═══ Listed records

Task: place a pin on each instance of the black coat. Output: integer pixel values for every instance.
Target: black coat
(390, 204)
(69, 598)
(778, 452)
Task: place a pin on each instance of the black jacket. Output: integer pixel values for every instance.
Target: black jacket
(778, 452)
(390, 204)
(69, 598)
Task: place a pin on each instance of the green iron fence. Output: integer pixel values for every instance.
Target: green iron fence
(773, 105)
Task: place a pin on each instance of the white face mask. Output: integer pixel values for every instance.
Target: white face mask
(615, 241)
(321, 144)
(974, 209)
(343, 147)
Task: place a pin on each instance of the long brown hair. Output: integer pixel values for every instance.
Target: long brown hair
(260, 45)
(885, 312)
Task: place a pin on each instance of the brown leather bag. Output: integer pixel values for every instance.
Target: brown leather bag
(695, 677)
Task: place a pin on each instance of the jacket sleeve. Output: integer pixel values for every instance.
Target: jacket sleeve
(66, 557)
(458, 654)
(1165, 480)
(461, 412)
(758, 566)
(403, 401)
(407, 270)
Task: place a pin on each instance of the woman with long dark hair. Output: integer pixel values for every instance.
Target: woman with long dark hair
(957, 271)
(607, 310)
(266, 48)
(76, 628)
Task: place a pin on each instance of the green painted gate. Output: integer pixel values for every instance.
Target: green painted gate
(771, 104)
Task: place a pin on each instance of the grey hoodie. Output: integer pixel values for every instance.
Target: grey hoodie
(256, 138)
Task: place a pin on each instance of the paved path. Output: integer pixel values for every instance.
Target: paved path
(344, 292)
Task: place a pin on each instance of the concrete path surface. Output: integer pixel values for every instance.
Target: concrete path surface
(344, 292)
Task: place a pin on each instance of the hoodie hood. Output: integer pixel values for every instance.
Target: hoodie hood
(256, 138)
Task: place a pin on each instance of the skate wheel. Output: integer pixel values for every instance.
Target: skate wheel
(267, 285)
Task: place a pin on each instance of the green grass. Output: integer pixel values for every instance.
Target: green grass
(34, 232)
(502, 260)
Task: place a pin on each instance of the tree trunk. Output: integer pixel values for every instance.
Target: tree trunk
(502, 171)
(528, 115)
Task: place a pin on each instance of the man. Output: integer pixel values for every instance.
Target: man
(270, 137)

══════

» What to produce
Give back every line of the data exactly as it was written.

» Output for this exercise
Task: place a pin on each instance of the black coat. Output: integer pixel values for every instance.
Target: black coat
(390, 204)
(69, 598)
(778, 452)
Task: place a pin on each instance of the black jacket. Output: integer pixel values for every instance.
Target: black jacket
(778, 452)
(390, 204)
(69, 598)
Task: place a pin on each instance of the green iron fence. Output: integer pixel values for every instance.
Target: green iron fence
(773, 105)
Task: place a pin on each instance of the white face mask. Output: integer pixel values for every instance.
Target: white face mask
(615, 241)
(321, 144)
(974, 209)
(343, 147)
Task: place a pin on each instance of the long brown hair. Output: integer pixel values for every instance.
Target: long brown hair
(260, 45)
(885, 312)
Task: place a pin on each instance of the brown leather bag. Output: integer pixel values for every instance.
Target: brown leather bag
(695, 677)
Task: place a pin on each instance of the jacket sleeve. Output: integer pixel values for every instance.
Target: jacket sleeve
(66, 557)
(458, 654)
(1165, 480)
(461, 412)
(758, 566)
(403, 401)
(407, 270)
Task: place a pin on each instance of the woman with long dark hair. Output: integer pixel values for every instance.
Target: woman with long dark hair
(957, 271)
(607, 310)
(266, 48)
(76, 628)
Task: place a pin on each instance of the green painted gate. Output: integer pixel values for every instance.
Target: green painted gate
(771, 104)
Task: place a pin on each instance of the grey hoodie. Output: integer pixel values for every instance.
Target: grey hoodie
(256, 138)
Task: place a pin on each instance of the paved path. Output: integer pixel values for every instance.
Target: paved path
(344, 292)
Task: place a pin on each instance of the concrete path surface. Output: integer pixel values for every instance.
Target: concrete path surface
(344, 292)
Task: place a pin on each instance of the hoodie hood. Output: integer pixel values for every instance.
Target: hoodie hood
(256, 138)
Task: place a pin on each instance of the skate wheel. Output: integer pixel values for every instance.
Target: skate wheel
(267, 285)
Task: place a pin on each instance of the green grass. Output: integer pixel values for every instance.
Target: green grass
(34, 232)
(502, 260)
Task: place a pin on each instance of the tree trunk. Output: integer pixel values for every instance.
Target: tree trunk
(502, 171)
(528, 115)
Task: place a pin on each instance of the man. Output: integer pixel values for every instance.
Target: man
(270, 137)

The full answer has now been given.